- Document -
When historians have criticised Schama they often forget that A
History of Britain is a series of films rather than successive
chapters in a book. The filmic quality of this history is fundamental
to its intentions. It is worth pausing here to tease these issues
out for proper consideration because the discipline, aesthetics
and even logistics of making films is remote from the craft of researching,
writing and publishing books, and is not commonly encountered by
historians. Martin Davidson, a key figure in making the programmes,
points this out when he summarised the project which was six years
in the making and involved film-making worldwide. Originally conceived
as comprising 26 parts, the first issue was resolving the problem
of delivering a series over months of viewing time. As he commented,
we knew the series would stand or fall on the quality of its
narrative, with the dramatic power of its big story unfolding through
countless smaller, concrete details. Adopting a classical
approach marrying narrative, location, and reconstruction,
A History of Britain would avoid gimmicks, and would
try to marry the drama and eloquence of Simons script, to
photography of the highest order. The priority was then to
make a series that people would watch and stay watching, which preserved
the authenticity of historical integrity.(17)
Film and factual detail do not necessarily mesh together.
The tensions between what academic historians regard as scholarship
and the protocols of the aesthetic dimensions of filmmaking are
legend. One historian has commented, No matter how serious
or honest the filmmakers, and no matter how deeply committed they
are to rendering the subject faithfully, the history that finally
appears on the screen can never fully satisfy the historian as historian
(although it may satisfy the historian as filmgoer). Inevitably,
something happens on the way from the page to the screen that changes
the meaning of the past as it is understood by those of us who work
in words.(18) Typically
(according to polemical parody), historians want to stuff the screen
with verbal footnotes and narrative-clogging qualifications, while
film-makers simply abuse the historical record to achieve an attractive
but fictional picture. In these stereotypes there is both a measure
of truth and woeful misunderstanding. Very recently, one historian
has excoriated most telehistory for failing to get to
grips with evidence and the sifting and assessment of arguments,
preferring anachronistic and feeble reconstructions.(19)

- Entries -
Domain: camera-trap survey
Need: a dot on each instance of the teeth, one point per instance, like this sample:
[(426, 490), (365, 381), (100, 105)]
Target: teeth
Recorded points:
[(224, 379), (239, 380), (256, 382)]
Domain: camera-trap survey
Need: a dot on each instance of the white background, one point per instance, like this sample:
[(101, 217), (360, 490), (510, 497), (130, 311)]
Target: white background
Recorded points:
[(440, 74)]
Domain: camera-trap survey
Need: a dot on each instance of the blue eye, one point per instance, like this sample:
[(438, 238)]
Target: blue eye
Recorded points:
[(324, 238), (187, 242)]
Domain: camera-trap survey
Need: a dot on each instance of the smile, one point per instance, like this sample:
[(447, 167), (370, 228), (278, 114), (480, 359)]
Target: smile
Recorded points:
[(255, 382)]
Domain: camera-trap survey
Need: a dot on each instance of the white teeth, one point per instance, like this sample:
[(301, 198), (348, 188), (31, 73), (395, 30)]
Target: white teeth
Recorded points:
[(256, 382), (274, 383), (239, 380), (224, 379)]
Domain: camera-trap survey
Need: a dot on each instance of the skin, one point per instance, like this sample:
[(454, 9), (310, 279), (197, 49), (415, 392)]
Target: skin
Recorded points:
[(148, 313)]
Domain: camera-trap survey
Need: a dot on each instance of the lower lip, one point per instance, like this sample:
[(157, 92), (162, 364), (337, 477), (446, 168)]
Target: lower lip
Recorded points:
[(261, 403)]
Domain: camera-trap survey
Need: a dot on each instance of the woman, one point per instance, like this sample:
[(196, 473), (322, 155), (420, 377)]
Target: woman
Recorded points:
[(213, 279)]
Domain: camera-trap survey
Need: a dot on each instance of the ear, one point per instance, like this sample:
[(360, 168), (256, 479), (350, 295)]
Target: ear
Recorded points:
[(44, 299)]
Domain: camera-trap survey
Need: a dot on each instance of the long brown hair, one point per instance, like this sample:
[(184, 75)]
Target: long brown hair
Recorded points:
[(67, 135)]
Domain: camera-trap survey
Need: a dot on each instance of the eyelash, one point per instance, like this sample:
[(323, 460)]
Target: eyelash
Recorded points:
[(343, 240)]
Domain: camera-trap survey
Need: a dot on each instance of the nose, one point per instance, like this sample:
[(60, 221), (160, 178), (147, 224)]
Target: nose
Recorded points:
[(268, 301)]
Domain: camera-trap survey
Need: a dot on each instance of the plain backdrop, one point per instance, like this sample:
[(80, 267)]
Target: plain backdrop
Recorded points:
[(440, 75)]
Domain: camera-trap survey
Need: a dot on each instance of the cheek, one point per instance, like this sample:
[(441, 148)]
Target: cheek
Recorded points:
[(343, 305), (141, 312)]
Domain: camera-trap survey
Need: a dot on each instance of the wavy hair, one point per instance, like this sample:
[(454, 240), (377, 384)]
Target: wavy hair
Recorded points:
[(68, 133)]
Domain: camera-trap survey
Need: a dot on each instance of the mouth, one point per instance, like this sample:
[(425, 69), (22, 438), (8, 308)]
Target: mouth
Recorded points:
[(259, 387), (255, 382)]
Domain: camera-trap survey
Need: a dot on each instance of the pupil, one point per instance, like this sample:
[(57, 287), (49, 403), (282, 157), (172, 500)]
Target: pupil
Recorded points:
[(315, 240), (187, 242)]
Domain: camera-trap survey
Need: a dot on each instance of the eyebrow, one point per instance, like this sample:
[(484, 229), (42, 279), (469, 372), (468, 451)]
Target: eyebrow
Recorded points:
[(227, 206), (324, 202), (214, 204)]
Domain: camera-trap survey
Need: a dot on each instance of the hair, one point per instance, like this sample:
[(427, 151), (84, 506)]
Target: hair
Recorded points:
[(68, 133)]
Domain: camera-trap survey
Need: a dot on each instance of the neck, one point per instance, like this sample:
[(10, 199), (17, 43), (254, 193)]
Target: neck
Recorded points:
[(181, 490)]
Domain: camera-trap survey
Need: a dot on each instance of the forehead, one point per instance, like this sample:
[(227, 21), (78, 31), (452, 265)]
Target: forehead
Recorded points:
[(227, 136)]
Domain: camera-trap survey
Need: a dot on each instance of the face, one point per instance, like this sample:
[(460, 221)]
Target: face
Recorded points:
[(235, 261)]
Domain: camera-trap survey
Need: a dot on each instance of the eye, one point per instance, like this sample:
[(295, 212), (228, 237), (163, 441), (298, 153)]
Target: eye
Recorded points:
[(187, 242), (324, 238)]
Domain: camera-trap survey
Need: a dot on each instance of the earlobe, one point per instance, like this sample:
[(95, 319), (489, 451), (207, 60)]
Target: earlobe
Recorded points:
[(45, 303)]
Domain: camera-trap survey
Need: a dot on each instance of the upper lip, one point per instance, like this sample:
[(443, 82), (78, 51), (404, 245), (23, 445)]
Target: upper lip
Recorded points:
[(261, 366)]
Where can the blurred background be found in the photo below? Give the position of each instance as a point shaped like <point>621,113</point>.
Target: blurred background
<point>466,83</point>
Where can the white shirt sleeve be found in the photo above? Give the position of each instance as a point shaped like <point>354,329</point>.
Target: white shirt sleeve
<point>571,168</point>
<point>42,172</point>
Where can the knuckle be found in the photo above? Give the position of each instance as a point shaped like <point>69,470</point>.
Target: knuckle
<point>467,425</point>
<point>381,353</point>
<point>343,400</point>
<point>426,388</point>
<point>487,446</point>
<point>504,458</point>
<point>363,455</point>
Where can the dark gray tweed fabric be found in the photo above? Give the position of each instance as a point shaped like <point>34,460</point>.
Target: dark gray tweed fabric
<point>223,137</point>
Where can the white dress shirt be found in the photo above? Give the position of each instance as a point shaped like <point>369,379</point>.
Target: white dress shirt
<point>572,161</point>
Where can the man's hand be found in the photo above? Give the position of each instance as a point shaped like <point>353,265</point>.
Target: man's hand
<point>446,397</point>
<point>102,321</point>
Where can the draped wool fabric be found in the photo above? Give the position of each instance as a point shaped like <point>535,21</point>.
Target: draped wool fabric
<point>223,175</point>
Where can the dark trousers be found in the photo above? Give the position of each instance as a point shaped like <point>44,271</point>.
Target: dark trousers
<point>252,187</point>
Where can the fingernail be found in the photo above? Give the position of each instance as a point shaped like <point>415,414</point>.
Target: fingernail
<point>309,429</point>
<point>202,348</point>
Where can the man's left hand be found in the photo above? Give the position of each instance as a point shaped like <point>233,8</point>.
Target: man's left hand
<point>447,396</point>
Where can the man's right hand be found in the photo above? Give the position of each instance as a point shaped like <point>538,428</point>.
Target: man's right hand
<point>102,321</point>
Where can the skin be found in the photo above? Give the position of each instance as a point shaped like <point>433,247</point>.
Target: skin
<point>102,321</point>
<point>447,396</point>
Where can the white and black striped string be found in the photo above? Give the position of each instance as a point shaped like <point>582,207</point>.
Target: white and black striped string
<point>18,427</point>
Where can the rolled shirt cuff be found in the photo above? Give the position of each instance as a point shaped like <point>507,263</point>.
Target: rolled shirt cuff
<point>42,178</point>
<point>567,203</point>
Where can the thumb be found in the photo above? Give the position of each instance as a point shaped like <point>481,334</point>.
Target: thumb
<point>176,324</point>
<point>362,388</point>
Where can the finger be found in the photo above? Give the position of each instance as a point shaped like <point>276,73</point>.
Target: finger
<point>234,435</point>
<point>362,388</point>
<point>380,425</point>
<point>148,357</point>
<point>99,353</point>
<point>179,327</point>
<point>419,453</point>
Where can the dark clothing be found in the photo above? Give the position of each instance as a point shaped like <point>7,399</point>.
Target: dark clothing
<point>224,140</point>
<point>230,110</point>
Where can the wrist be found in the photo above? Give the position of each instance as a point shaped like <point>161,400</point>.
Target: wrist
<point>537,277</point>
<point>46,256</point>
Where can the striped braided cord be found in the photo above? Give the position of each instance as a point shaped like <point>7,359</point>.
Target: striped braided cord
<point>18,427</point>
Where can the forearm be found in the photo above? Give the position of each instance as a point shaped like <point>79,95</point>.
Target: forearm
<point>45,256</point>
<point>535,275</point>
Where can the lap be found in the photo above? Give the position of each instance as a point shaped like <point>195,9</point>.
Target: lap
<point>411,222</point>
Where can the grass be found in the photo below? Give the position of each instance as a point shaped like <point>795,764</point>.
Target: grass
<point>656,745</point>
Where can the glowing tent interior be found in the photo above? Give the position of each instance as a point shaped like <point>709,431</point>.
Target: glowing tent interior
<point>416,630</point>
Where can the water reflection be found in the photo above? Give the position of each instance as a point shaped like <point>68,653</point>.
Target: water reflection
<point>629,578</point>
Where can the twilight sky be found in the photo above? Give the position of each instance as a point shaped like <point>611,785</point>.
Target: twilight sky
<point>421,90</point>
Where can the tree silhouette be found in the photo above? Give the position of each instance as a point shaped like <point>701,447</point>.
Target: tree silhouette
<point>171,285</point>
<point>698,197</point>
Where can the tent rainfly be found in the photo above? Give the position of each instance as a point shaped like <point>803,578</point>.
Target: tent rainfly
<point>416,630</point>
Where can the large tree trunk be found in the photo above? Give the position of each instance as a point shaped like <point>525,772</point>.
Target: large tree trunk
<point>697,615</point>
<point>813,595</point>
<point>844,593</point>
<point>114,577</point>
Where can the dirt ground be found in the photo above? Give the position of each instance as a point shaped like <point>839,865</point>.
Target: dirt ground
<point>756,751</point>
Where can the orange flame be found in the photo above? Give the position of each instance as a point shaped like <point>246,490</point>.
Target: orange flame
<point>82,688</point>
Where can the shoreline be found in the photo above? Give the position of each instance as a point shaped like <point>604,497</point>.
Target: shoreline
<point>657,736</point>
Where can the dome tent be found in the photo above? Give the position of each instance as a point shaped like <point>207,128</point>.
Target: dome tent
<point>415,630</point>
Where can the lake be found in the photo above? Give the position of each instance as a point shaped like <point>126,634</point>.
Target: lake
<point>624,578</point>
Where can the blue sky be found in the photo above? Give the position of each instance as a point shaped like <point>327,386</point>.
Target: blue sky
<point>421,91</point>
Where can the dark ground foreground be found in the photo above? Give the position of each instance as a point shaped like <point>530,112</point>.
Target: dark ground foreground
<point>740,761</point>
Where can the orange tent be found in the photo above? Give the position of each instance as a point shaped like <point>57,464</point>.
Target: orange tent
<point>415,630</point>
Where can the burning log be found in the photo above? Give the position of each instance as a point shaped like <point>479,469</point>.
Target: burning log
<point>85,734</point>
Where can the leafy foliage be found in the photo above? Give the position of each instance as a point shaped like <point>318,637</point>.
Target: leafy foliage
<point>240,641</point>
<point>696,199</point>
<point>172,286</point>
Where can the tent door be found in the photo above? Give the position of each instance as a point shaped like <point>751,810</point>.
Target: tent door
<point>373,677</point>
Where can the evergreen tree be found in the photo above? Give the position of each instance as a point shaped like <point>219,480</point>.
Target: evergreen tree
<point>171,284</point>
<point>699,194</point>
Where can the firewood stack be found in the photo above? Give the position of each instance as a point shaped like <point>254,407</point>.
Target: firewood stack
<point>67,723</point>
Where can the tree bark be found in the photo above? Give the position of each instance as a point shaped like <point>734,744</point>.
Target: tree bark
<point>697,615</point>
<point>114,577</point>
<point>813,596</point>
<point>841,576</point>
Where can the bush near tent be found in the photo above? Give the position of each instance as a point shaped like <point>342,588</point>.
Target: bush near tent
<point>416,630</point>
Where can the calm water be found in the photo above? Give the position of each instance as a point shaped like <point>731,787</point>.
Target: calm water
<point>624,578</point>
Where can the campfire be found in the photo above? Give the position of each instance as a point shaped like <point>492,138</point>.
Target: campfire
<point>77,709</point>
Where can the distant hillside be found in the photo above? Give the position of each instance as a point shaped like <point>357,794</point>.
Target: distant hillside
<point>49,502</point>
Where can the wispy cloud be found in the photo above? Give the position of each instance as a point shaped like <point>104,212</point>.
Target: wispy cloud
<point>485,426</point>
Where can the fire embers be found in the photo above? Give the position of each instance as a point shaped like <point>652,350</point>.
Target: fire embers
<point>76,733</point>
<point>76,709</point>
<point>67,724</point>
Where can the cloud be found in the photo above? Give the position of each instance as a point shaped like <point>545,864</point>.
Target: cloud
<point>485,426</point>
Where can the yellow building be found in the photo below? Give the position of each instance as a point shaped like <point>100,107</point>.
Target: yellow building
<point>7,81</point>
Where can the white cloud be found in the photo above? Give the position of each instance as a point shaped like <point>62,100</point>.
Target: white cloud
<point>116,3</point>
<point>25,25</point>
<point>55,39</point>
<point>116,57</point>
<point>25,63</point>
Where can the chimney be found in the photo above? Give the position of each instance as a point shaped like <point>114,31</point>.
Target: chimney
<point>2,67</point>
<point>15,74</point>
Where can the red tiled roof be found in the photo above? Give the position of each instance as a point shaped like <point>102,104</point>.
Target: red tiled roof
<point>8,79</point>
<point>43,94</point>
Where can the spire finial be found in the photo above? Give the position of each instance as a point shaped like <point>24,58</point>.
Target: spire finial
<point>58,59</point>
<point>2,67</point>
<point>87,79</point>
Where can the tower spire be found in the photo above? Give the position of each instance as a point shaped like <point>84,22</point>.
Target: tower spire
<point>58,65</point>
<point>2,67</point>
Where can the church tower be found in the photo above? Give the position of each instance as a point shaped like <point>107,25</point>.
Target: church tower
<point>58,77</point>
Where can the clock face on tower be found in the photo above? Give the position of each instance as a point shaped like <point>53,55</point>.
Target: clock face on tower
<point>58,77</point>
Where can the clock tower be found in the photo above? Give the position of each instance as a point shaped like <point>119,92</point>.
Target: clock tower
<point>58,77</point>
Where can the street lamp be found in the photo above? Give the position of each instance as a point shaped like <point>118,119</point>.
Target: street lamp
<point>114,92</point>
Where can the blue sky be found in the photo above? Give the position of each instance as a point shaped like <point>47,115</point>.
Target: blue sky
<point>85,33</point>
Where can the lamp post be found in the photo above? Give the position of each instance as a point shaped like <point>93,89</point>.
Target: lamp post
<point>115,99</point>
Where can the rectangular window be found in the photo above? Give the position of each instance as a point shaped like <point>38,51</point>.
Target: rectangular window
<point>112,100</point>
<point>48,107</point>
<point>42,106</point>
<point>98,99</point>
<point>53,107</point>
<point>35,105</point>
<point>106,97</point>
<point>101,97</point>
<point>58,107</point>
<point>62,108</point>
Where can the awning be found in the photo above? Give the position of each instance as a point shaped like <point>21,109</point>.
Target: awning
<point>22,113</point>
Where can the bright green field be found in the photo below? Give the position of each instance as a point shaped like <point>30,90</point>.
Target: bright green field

- Problem set -
A - According to the passage on Schama's A History of Britain, how many parts was the series originally conceived as comprising?
B - Summarize the passage on Schama's A History of Britain in two sentences.
C - Carry on the passage on Schama's A History of Britain from its last sentence.
You can leave the items aside, since they play no part in this work.

- Answers for the tasks -
A - It was originally conceived as comprising 26 parts.

B - A History of Britain was made as a series of films rather than book chapters, and Martin Davidson explained that it aimed to combine narrative, location, reconstruction, Simon's script and top-quality photography into a series people would keep watching while preserving historical integrity. The tensions between academic scholarship and filmmaking are well known: one historian says screen history can never fully satisfy the historian, and another has attacked most telehistory for failing to deal with evidence and arguments.

C -
Both historians and documentary film-makers aim at achieving an
engagement with the truth of the past: they simply have different
methods and instruments at getting there. These almost incommensurable
approaches can be most readily seen in many of the reviews of films
that the American Historical Review has started to publish.
A sample of these from the last few years shows that the tendency
of historians reviewing historical films is to assess
the value of the film in terms of its success in achieving a measure
of historical accuracy. Clearly, however, the objective of most
(especially Hollywood) directors is not to transcribe the latest
finding of historiographical research into celluloid or videotape.
The relentless exposure of historical mistakes is what historians
are good at, but in the case of film they may be missing the bigger
picture. One of the commonly expressed anxieties about such error-strewn
work is that such faulty representation of the past will mislead
the viewer in to holding inaccurate beliefs about the past. This
may be fair, but it is also premised upon an acknowledgement that
the medium of film is a powerful one; to repeatedly dismiss it as
inadequate and an improper medium for the serious business
of scholars is to ignore a resource that is a dominant cultural
form.
The tensions between scholarship and film are well illustrated
in an interview with Ken Burns, one of Americas leading
documentary film-makers, for the American Historical Review
in 1995 ,which focussed upon the issue of Historical Truth.(20)
Burns has produced powerful and well-received series on the American
Civil War (1990) and baseball (1994); many of them have won or
been nominated for Oscars, Emmys and Peabodys. He describes himself
as a storyteller and an amateur historian. His objective
as a film-maker is to communicate with a broad audience, some
would say, [to] rescue history from those who teach it and the
scholars who only wish to talk to themselves about it, and to
return history to kind of a broad dialogue (p. 742). Despite
being beholden to Aristotelian poetic in appealing to emotion
rather than intellect, Burns insists that authentic engagement
with the past is upper-most in his films. Discussing Jean Luc
Godards sentiment that film is truth 24 times a second,
Burns responds by insisting that Its also lying 24
times a second
I think we have to remember that its
all selection. Just as the scholar, when he writes this
sentence, he has not written a hundred million other sentences.(p.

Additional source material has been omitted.